## Exercise material

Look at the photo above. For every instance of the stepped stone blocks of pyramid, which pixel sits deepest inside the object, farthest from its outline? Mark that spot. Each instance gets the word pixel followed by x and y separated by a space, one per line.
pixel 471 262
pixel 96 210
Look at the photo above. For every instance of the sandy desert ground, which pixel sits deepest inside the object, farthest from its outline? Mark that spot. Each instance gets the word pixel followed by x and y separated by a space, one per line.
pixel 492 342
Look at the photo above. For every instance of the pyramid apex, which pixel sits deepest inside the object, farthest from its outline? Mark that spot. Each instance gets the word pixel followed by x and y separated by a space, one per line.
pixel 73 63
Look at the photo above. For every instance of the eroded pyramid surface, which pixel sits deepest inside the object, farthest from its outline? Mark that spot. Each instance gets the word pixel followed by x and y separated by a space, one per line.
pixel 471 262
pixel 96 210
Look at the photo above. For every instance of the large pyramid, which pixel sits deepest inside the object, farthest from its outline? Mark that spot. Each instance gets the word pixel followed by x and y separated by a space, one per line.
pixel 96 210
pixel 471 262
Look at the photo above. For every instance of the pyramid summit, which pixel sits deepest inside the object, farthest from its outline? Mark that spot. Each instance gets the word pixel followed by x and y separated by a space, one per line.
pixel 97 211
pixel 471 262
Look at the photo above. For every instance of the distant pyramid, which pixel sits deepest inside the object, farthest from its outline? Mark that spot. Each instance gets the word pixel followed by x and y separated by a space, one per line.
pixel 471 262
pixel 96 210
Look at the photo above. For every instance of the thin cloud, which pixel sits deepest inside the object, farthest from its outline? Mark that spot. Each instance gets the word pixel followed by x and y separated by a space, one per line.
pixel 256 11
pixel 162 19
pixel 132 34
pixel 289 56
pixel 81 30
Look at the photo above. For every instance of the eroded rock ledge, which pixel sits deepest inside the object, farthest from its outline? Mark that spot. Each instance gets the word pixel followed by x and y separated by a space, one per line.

## Goal of the exercise
Reproduce all of the material above word for word, with every line kept in its original order.

## The reply
Look at the photo above. For every instance of the stepped stone blocks of pyramid, which pixel sits deepest inside the object, farthest from its outline? Mark that spot. Each instance gets the word pixel followed by x and y separated by a space, one per line.
pixel 471 262
pixel 96 210
Look at the photo above. For every instance of the sandy desert ground, which pixel sits deepest inside the object, farthest from its outline? Mark that spot. Each instance gets the word pixel followed by x and y separated by a space, one per line.
pixel 492 342
Look at the photo above. For every instance of the pyramid apex, which pixel sits deepest inside the object, farthest from its outline? Mark that spot. Each instance gets the word pixel followed by x and y separated by a space, one per line.
pixel 73 63
Look at the photo above. For every instance of the eroded pyramid surface, which pixel sits deepest inside the object, farthest from its outline? Mark that spot. Each instance gets the word pixel followed by x and y separated by a space, one per line.
pixel 471 262
pixel 96 210
Look at the photo above. For every instance of the large pyramid, which pixel sits deepest inside the object, farthest from its outline? Mark that spot. Each instance gets the word pixel followed by x and y separated by a space, one per line.
pixel 96 210
pixel 471 262
Look at the photo above. For every instance of the pyramid summit, which pixel sits deepest inside the object, farthest from its outline? Mark that spot. Each instance gets the word pixel followed by x and y separated by a space, one per line.
pixel 97 211
pixel 471 262
Look at the photo above. For every instance of the distant pyramid, which pixel sits deepest inside the object, farthest from its outline? Mark that spot. Each instance gets the word pixel followed by x and y separated by a space, one per line.
pixel 471 262
pixel 96 210
Look at the photo above. For every instance of the thin cloud, which pixel sits deepest inside the object, farthest from its outline? Mark that spot. Each instance gets the word pixel followed by x and y separated by a space, one per line.
pixel 256 11
pixel 162 19
pixel 132 34
pixel 289 56
pixel 81 30
Look at the photo above. For every instance of the eroded rock ledge, which pixel sits deepest inside the object, farthest from its outline? Mark that spot. Each instance gets the word pixel followed by x and y separated by a space, one per line.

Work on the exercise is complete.